» WORK INSTRUCTION:
This exercise asks for every line of the material that contains the word "below".

=-=-=

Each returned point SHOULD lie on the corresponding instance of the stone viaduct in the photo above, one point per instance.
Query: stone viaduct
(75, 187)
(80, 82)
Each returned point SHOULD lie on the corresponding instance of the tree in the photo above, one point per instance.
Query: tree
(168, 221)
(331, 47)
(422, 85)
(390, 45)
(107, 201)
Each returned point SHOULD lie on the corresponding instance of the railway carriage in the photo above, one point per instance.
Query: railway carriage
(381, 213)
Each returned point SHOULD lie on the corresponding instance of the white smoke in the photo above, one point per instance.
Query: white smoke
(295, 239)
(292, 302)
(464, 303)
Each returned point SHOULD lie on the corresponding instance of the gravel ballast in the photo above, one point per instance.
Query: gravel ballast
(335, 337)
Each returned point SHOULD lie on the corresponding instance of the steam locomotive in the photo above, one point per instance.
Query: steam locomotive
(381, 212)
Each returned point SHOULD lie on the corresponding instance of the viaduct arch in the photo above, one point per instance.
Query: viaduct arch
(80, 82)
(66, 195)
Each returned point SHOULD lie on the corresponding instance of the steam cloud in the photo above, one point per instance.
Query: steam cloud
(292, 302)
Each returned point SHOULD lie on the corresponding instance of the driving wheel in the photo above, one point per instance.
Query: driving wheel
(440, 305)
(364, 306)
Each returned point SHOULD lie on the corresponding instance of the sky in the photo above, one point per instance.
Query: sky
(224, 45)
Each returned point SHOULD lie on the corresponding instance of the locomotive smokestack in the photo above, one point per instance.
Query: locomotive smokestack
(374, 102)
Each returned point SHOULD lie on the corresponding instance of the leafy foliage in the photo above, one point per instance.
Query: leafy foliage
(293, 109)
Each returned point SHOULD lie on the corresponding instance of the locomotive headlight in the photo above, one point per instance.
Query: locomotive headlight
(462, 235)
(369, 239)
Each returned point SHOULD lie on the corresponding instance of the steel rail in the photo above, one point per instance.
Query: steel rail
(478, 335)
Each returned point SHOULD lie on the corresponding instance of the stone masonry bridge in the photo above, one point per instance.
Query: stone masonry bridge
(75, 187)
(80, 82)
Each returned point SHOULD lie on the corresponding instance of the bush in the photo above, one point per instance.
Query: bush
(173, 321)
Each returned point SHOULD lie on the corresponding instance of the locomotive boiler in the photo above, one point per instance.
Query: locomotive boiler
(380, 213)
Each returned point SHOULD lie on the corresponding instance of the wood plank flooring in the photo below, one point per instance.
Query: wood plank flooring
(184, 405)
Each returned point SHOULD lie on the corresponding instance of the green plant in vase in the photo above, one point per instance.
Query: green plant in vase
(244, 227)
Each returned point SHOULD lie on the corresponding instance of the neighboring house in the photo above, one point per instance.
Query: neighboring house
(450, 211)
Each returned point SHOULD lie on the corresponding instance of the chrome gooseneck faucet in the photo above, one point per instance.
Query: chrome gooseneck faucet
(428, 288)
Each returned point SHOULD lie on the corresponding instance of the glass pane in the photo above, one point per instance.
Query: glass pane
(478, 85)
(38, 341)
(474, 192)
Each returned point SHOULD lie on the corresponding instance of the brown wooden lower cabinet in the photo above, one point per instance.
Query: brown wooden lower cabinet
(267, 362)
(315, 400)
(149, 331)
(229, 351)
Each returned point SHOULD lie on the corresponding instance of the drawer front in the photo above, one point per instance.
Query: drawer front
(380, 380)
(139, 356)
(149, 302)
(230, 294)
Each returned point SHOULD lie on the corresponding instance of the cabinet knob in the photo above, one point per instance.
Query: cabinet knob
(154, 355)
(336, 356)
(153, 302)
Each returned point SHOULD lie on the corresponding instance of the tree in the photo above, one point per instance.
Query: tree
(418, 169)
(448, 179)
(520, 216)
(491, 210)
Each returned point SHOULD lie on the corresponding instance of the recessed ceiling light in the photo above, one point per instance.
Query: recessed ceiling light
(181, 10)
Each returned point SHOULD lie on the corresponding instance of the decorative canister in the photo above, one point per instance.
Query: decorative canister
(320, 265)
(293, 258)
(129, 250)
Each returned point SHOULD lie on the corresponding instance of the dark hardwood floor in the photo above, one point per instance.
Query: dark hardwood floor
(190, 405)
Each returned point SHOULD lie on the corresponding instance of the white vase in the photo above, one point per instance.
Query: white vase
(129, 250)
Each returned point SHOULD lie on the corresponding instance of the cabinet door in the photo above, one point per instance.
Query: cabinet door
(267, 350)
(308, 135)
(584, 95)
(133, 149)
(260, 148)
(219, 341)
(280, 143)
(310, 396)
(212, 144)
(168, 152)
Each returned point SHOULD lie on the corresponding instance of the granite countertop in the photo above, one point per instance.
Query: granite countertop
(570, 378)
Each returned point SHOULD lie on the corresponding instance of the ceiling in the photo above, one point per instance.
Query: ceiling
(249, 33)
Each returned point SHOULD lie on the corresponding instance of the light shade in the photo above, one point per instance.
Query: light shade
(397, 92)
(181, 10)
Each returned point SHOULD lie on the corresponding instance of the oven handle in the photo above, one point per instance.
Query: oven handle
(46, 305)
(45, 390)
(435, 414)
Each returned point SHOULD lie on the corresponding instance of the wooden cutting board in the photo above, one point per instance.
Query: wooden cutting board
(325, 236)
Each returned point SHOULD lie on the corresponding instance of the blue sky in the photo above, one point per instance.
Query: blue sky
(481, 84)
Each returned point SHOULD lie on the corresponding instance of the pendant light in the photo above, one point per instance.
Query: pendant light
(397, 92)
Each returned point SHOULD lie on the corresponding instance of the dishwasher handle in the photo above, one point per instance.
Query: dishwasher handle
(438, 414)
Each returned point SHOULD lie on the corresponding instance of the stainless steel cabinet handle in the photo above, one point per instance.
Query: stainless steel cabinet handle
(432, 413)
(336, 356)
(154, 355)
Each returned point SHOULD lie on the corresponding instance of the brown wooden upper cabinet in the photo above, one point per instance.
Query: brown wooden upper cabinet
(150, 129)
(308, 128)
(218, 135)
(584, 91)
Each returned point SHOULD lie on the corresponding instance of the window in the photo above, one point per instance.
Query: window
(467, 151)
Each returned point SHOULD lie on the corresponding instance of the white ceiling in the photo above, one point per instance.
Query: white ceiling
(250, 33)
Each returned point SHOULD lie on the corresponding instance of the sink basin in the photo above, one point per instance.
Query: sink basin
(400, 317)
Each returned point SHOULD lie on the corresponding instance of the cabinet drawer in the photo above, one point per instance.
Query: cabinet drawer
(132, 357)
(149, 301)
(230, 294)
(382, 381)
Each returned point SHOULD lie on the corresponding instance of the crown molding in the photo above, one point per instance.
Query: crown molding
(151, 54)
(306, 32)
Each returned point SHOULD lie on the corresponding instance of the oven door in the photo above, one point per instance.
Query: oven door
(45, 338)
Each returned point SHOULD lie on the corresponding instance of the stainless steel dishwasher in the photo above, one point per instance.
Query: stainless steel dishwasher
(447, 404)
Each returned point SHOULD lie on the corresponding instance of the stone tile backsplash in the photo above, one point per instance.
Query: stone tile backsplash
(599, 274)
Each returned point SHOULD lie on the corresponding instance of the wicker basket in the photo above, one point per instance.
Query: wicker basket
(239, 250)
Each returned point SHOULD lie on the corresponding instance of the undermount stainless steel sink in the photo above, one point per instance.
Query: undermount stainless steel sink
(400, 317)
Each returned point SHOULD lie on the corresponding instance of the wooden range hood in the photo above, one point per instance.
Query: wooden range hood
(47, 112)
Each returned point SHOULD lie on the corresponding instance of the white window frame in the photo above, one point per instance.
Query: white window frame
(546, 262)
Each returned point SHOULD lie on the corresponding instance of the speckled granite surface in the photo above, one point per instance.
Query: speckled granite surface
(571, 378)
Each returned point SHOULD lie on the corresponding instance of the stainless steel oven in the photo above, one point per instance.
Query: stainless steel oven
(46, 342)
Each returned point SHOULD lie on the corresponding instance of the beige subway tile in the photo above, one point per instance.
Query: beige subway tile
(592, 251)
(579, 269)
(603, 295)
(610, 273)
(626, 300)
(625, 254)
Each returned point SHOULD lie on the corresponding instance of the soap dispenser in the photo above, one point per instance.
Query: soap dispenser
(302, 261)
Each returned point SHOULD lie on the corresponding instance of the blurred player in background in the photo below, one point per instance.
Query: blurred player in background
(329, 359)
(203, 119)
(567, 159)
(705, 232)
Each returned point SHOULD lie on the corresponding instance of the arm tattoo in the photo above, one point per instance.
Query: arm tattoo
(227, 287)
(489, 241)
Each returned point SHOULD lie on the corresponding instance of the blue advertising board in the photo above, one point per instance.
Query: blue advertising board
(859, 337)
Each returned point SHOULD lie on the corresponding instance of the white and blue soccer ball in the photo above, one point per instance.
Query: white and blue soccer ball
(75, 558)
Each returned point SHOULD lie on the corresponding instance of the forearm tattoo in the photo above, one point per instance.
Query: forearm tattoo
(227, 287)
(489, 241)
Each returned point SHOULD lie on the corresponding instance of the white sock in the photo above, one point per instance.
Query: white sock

=-=-=

» RESULT FOR THIS EXERCISE:
Each returned point SHOULD lie on the corresponding instance of the wood plank flooring in the photo below, one point per instance.
Each returned point SHOULD lie on the corresponding instance of the blurred player in background in the photo below, one point per instance.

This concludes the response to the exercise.